Items listed in a dataset
● ● ● ● ● ● ●
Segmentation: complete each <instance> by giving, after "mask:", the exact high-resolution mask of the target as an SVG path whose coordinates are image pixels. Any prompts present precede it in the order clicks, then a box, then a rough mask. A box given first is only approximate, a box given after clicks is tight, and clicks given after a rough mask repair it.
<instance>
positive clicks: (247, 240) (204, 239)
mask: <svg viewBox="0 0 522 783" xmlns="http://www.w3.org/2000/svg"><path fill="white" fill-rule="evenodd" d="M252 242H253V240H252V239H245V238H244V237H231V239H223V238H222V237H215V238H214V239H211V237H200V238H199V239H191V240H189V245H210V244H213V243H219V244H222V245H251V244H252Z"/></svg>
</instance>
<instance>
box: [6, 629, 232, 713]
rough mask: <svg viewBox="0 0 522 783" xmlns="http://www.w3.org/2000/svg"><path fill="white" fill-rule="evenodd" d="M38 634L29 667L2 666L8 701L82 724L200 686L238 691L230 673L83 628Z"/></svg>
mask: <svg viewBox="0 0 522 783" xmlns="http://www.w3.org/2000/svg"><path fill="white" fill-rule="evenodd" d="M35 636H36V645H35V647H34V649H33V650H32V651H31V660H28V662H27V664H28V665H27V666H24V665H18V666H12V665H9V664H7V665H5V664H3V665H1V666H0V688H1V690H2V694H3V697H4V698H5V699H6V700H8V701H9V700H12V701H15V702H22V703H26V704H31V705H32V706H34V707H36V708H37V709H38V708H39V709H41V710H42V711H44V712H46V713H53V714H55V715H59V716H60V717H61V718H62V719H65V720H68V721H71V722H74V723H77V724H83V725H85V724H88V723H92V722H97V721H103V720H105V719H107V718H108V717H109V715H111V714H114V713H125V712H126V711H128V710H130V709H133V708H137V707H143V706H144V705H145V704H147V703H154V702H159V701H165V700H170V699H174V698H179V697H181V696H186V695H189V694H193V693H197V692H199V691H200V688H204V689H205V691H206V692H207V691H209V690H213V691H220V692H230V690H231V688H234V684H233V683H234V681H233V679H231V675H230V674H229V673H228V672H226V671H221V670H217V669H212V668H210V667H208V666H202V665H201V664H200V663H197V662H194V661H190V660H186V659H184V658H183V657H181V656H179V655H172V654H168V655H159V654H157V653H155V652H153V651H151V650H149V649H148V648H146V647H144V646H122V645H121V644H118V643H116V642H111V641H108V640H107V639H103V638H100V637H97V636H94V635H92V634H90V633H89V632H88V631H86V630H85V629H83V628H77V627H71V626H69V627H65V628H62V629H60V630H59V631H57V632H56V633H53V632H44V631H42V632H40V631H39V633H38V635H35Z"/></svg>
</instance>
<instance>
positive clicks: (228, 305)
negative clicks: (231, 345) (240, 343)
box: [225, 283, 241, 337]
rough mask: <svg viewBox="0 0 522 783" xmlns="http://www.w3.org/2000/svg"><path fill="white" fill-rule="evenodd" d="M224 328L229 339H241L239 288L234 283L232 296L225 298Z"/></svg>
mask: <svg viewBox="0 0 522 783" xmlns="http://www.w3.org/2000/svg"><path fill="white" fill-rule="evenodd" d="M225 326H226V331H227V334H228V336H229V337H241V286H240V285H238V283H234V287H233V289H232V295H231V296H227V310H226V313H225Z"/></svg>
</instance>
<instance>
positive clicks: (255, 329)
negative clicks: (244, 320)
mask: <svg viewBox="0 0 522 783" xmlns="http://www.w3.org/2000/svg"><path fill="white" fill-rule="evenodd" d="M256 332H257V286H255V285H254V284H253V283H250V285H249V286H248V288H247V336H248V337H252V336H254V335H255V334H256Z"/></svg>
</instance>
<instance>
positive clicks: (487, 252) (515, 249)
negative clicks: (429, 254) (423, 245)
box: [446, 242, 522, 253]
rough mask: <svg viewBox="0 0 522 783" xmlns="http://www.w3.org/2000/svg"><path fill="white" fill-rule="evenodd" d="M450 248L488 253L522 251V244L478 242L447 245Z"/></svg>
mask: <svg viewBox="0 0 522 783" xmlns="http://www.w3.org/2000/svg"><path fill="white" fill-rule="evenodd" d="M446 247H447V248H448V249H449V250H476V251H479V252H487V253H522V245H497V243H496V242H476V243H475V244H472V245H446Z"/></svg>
● ● ● ● ● ● ●
# Description of the task
Every record shown above should be written out again exactly.

# Output below
Segmentation: complete each <instance> by giving, after "mask:", the exact high-resolution mask of the target as an SVG path whose coordinates are image pixels. Any prompts present precede it in the order clicks, then a box, then a rough mask. A box given first is only approximate, a box given after clicks is tight, and clicks given after a rough mask repair it.
<instance>
positive clicks: (247, 240) (204, 239)
mask: <svg viewBox="0 0 522 783" xmlns="http://www.w3.org/2000/svg"><path fill="white" fill-rule="evenodd" d="M252 242H253V240H252V239H245V238H244V237H231V239H223V238H222V237H215V238H214V239H211V237H200V238H199V239H191V240H189V245H210V244H213V243H219V244H222V245H251V244H252Z"/></svg>
</instance>
<instance>
box: [6, 629, 232, 713]
rough mask: <svg viewBox="0 0 522 783" xmlns="http://www.w3.org/2000/svg"><path fill="white" fill-rule="evenodd" d="M38 634L29 667L2 666L8 701L82 724L200 686L238 691L230 673L83 628Z"/></svg>
mask: <svg viewBox="0 0 522 783" xmlns="http://www.w3.org/2000/svg"><path fill="white" fill-rule="evenodd" d="M35 636H36V645H35V647H34V649H33V650H32V651H31V660H28V662H27V664H28V665H27V666H24V665H18V666H12V665H9V664H7V665H5V664H3V665H1V666H0V688H1V690H2V694H3V697H4V698H5V699H6V700H8V701H9V700H12V701H15V702H22V703H26V704H31V705H32V706H34V707H36V708H37V709H38V708H39V709H41V710H42V711H44V712H46V713H53V714H55V715H59V716H60V717H61V718H62V719H65V720H68V721H71V722H74V723H77V724H83V725H85V724H88V723H92V722H97V721H103V720H105V719H107V718H108V717H109V715H111V714H114V713H125V712H126V711H128V710H130V709H133V708H137V707H143V706H144V705H145V704H147V703H154V702H159V701H165V700H170V699H174V698H179V697H181V696H186V695H189V694H193V693H197V692H199V691H200V688H204V689H205V691H206V692H207V691H209V690H213V691H220V692H230V690H231V688H234V684H233V683H234V681H233V679H231V675H230V674H229V673H228V672H226V671H221V670H217V669H212V668H210V667H208V666H202V665H201V664H200V663H197V662H194V661H190V660H186V659H184V658H183V657H181V656H179V655H172V654H168V655H159V654H157V653H155V652H153V651H151V650H149V649H148V648H146V647H144V646H122V645H121V644H118V643H116V642H111V641H108V640H107V639H103V638H100V637H97V636H94V635H92V634H90V633H89V632H88V631H86V630H85V629H83V628H77V627H71V626H69V627H65V628H62V629H60V630H59V631H57V632H56V633H53V632H44V631H42V632H40V631H39V633H38V635H35Z"/></svg>
</instance>
<instance>
positive clicks: (228, 305)
negative clicks: (231, 345) (240, 343)
box: [225, 283, 241, 337]
rough mask: <svg viewBox="0 0 522 783" xmlns="http://www.w3.org/2000/svg"><path fill="white" fill-rule="evenodd" d="M224 328L229 339H241L239 288L234 283L232 296L225 298Z"/></svg>
mask: <svg viewBox="0 0 522 783" xmlns="http://www.w3.org/2000/svg"><path fill="white" fill-rule="evenodd" d="M225 326H226V331H227V334H228V336H229V337H241V286H240V285H238V283H234V287H233V289H232V295H231V296H227V310H226V313H225Z"/></svg>
</instance>
<instance>
positive clicks: (255, 329)
negative clicks: (244, 320)
mask: <svg viewBox="0 0 522 783" xmlns="http://www.w3.org/2000/svg"><path fill="white" fill-rule="evenodd" d="M256 332H257V286H255V285H254V284H253V283H250V285H249V286H248V288H247V336H248V337H252V336H254V335H255V334H256Z"/></svg>
</instance>
<instance>
positive clicks: (487, 252) (515, 249)
negative clicks: (429, 254) (423, 245)
box: [446, 242, 522, 253]
rough mask: <svg viewBox="0 0 522 783" xmlns="http://www.w3.org/2000/svg"><path fill="white" fill-rule="evenodd" d="M450 248L488 253L522 251V244L478 242L447 245Z"/></svg>
mask: <svg viewBox="0 0 522 783" xmlns="http://www.w3.org/2000/svg"><path fill="white" fill-rule="evenodd" d="M446 247H447V248H448V249H449V250H476V251H479V252H487V253H522V245H497V243H496V242H476V243H475V244H472V245H446Z"/></svg>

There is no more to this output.